**Exercise input**:
++++++++++
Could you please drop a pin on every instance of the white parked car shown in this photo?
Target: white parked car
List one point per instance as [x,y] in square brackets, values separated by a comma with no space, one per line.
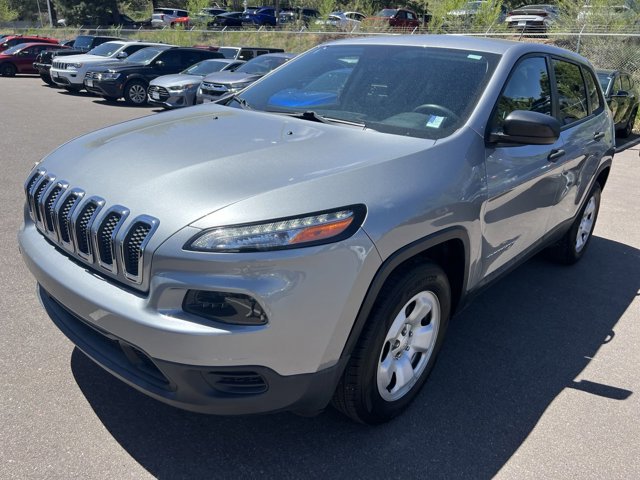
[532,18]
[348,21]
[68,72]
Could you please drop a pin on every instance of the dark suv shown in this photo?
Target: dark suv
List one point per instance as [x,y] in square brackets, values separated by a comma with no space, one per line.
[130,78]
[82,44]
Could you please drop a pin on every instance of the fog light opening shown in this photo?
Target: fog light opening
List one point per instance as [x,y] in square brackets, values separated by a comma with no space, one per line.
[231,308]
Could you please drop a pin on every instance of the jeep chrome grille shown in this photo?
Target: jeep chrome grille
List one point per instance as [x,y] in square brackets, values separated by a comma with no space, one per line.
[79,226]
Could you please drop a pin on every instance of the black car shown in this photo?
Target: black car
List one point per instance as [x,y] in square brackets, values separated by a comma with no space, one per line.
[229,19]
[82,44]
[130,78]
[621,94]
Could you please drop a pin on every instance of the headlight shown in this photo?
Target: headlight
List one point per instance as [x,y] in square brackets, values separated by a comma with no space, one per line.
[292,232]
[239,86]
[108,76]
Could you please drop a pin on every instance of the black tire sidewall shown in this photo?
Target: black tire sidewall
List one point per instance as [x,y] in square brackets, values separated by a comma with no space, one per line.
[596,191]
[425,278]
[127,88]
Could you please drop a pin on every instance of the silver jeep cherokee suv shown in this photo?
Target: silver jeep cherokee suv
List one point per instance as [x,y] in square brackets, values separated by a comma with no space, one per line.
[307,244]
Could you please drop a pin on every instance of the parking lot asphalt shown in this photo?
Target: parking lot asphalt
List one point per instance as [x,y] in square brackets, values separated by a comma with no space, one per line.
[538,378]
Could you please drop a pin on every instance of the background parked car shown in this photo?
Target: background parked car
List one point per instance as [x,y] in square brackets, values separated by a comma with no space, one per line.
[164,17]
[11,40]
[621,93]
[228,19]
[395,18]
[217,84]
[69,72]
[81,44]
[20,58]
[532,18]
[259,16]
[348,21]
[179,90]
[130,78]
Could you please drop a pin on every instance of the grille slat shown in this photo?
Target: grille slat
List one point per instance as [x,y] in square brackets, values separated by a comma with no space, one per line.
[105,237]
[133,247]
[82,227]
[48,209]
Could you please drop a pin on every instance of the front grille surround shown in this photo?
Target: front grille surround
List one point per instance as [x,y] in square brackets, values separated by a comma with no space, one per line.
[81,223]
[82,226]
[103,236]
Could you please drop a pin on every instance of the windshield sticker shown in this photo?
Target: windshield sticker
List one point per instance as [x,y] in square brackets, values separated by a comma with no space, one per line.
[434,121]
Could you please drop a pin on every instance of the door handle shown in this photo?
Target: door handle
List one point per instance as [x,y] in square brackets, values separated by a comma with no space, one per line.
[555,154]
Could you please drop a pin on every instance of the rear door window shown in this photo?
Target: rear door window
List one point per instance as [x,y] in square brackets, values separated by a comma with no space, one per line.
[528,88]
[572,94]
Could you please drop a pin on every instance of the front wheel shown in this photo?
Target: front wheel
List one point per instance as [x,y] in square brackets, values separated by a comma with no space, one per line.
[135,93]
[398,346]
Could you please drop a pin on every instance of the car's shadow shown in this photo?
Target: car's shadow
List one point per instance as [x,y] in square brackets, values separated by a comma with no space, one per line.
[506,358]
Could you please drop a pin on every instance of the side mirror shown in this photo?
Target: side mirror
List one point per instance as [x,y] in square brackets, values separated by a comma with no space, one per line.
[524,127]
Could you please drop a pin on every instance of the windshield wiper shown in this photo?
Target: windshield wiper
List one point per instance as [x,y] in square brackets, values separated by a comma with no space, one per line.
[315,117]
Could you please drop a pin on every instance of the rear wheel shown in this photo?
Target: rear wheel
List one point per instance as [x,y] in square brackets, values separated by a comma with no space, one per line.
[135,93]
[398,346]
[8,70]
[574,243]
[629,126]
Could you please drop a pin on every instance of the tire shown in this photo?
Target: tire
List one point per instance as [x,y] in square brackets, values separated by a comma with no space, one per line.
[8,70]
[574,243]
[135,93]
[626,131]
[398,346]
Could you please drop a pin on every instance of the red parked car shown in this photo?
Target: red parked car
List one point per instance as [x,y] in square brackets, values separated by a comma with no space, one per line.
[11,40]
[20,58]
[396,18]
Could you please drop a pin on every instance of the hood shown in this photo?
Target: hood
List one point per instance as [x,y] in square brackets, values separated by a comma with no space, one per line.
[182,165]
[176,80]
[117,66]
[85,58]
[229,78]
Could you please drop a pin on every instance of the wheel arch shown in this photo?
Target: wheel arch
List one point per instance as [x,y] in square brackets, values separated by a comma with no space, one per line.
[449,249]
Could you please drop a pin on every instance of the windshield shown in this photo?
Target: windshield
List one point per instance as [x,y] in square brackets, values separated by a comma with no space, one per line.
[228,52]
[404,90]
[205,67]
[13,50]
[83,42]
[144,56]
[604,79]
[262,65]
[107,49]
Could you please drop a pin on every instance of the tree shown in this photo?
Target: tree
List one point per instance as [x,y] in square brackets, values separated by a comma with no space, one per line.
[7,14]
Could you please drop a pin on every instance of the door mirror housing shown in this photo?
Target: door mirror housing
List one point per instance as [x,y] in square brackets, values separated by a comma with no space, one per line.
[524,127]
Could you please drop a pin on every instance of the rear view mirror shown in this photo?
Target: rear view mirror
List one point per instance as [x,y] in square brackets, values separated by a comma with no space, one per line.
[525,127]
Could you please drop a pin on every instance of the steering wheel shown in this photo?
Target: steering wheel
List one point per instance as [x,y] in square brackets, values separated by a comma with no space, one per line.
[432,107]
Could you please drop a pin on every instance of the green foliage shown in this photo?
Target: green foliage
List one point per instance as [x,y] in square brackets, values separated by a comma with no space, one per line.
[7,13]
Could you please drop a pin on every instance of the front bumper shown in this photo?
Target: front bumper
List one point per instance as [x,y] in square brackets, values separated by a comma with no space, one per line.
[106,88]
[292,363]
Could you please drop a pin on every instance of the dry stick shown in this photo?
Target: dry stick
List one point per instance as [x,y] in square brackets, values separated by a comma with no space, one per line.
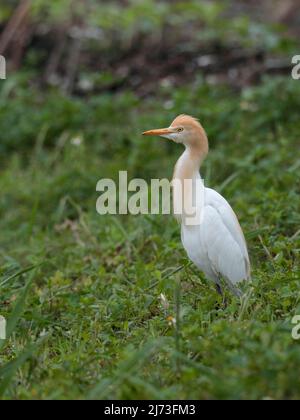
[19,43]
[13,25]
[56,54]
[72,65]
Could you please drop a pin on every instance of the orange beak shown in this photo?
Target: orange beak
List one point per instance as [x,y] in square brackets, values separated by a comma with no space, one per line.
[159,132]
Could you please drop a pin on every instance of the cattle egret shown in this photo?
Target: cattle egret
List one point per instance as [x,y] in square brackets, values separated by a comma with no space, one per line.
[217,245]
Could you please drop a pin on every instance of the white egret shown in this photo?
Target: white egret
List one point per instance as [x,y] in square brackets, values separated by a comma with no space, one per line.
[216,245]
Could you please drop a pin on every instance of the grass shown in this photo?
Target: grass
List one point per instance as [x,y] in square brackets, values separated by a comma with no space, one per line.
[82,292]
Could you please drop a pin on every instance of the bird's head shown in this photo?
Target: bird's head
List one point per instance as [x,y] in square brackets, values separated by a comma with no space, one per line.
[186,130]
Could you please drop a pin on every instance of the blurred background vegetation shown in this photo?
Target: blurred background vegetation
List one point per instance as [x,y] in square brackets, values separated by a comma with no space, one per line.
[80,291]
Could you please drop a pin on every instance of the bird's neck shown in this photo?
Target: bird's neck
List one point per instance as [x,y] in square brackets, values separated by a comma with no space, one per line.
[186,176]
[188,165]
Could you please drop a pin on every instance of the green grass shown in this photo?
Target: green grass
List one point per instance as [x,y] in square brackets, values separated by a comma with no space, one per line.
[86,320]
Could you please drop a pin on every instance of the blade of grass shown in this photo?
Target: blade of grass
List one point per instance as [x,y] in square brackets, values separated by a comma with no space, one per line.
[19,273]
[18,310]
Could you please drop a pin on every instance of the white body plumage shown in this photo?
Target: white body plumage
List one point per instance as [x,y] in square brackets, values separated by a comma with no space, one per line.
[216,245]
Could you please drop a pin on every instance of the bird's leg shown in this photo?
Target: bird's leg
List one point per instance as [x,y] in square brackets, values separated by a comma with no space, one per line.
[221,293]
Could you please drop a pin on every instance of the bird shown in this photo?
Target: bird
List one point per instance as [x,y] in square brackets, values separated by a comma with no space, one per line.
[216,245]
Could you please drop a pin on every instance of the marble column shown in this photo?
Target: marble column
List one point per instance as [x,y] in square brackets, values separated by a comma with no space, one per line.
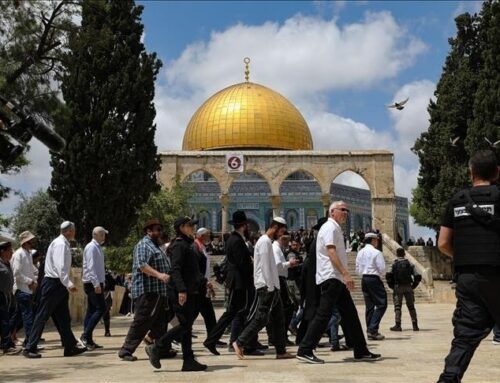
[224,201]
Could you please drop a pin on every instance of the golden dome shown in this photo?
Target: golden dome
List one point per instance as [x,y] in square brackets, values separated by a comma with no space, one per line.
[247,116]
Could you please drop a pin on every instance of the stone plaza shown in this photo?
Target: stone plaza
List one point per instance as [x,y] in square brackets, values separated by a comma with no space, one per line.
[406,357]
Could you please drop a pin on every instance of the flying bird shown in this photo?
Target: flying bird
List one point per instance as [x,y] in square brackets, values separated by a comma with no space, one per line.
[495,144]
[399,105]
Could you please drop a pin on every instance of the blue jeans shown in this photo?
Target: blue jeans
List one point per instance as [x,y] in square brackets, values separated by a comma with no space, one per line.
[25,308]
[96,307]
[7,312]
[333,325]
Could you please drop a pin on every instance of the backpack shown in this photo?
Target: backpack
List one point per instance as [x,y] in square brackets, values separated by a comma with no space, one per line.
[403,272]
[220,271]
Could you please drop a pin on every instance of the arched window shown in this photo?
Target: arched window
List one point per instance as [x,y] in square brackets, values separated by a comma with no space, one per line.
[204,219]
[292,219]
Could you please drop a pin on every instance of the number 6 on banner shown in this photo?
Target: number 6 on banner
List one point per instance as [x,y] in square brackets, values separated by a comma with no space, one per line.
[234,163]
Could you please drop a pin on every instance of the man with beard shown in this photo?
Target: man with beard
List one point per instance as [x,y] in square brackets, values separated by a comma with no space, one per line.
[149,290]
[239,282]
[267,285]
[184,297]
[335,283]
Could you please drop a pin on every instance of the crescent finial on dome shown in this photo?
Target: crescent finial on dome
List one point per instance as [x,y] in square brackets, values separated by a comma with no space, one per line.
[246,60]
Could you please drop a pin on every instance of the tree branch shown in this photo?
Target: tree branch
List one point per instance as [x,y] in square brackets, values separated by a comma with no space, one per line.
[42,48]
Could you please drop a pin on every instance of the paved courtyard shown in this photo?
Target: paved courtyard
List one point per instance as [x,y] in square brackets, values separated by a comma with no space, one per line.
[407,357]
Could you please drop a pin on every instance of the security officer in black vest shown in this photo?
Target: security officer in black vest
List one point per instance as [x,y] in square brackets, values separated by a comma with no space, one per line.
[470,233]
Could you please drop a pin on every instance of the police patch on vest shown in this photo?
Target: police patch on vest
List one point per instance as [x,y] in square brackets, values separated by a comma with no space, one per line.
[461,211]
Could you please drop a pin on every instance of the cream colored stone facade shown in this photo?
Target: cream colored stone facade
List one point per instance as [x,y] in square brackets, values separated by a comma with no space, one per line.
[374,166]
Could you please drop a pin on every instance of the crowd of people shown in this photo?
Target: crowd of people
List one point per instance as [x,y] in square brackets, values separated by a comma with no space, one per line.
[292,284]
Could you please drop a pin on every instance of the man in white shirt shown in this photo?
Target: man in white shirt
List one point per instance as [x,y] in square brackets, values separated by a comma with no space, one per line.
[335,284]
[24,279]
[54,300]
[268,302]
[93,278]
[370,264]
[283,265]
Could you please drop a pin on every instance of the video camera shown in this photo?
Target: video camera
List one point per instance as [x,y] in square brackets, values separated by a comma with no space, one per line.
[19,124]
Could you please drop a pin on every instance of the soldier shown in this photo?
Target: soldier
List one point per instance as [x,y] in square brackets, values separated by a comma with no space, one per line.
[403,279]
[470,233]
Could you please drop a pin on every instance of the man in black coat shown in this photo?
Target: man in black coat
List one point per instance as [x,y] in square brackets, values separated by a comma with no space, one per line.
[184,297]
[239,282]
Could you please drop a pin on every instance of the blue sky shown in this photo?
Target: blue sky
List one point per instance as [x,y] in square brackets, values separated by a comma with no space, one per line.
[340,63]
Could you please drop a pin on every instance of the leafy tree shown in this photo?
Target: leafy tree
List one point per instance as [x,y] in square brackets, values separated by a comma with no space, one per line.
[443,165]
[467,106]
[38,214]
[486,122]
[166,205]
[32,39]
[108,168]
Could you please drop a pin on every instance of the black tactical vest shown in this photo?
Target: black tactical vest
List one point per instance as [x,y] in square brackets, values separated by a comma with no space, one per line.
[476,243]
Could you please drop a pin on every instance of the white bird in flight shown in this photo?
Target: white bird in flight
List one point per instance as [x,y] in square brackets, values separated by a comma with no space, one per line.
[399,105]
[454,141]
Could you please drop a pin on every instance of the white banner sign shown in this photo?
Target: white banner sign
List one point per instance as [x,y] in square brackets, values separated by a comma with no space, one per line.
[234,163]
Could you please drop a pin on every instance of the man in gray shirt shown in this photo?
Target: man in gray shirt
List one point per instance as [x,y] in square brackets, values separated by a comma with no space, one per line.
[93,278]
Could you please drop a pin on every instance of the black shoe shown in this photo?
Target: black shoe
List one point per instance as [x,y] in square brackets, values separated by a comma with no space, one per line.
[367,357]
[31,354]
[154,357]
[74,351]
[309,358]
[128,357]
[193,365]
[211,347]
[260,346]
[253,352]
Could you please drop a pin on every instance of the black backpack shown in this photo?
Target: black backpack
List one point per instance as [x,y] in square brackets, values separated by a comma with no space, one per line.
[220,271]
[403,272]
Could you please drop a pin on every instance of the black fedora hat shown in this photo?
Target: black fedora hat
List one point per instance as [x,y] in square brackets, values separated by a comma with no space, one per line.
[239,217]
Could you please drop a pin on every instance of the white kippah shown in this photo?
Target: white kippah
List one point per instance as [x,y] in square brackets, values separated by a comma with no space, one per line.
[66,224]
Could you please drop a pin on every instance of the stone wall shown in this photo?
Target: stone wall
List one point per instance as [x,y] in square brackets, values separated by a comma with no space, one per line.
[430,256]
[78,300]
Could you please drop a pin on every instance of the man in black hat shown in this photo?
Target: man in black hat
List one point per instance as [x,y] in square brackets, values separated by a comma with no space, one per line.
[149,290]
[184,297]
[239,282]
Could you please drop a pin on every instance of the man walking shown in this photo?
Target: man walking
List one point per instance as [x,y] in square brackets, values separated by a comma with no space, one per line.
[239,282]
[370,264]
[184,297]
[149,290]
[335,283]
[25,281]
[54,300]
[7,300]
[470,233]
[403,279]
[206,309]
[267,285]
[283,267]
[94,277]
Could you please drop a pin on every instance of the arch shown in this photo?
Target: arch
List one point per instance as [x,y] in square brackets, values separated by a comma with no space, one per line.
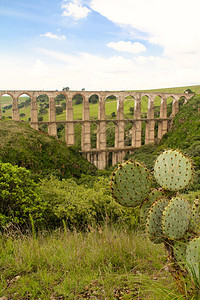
++++++++++
**What you are asked to do**:
Copy only the lines running from the one that holds "black hat shown in this photo?" through the last line of the data, and include both of those lines. Do not copy any pictures.

**Answer in full**:
Could you please drop a pin on every instance of the man in black hat shown in this photo?
Target: man in black hat
List one point per instance as [x,y] in square brackets, values separated by a comma with no space, one per line.
[149,290]
[184,297]
[239,282]
Could you please drop a pin on every instance of the man walking shown in this photo?
Target: man walking
List one point per instance as [x,y] in square brackets, values separated by a comma with no space, one per line.
[239,282]
[370,264]
[184,297]
[149,290]
[335,283]
[25,281]
[54,300]
[7,300]
[470,233]
[403,279]
[206,309]
[267,285]
[283,267]
[94,277]
Could you please drop a pin on every instance of the arch shown in this photo?
Target: arch
List one point per instance as [x,y] in square brackets, values separated by a comma with no space, one per line.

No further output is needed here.